=== MATERIAL SHOWN ===
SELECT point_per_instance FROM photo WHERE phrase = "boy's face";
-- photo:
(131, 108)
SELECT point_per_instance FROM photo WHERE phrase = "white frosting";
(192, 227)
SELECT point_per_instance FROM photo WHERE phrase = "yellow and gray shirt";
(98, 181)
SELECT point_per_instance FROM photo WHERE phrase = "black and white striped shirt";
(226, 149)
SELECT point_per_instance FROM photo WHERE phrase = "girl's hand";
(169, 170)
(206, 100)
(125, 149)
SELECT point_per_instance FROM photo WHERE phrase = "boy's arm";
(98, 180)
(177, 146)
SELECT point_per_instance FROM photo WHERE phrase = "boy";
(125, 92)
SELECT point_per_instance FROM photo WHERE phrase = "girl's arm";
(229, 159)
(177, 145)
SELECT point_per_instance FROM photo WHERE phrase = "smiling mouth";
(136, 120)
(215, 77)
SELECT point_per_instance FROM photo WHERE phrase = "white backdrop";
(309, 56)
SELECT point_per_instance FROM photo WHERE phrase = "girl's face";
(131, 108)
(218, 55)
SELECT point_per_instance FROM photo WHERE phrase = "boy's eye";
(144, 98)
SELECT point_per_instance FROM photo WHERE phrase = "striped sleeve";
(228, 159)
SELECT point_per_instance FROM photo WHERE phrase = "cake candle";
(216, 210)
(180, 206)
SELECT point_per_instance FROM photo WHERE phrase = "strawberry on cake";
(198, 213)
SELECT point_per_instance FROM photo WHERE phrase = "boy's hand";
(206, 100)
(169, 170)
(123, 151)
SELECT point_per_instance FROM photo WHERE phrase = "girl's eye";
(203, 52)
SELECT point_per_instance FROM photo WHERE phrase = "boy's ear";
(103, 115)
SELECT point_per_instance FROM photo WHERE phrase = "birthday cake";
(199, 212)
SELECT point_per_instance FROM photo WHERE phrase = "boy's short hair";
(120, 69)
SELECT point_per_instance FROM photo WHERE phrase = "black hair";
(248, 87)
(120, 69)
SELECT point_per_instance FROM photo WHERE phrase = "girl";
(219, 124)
===
◆ **PROBLEM DESCRIPTION**:
Pick out every line in the data above that contains the string "hair" and copy each one. Matches are case-sensitive.

◆ **TASK RESPONSE**:
SELECT point_per_instance FROM photo WHERE phrase = "boy's short hair";
SELECT point_per_instance FROM photo WHERE phrase = "black hair";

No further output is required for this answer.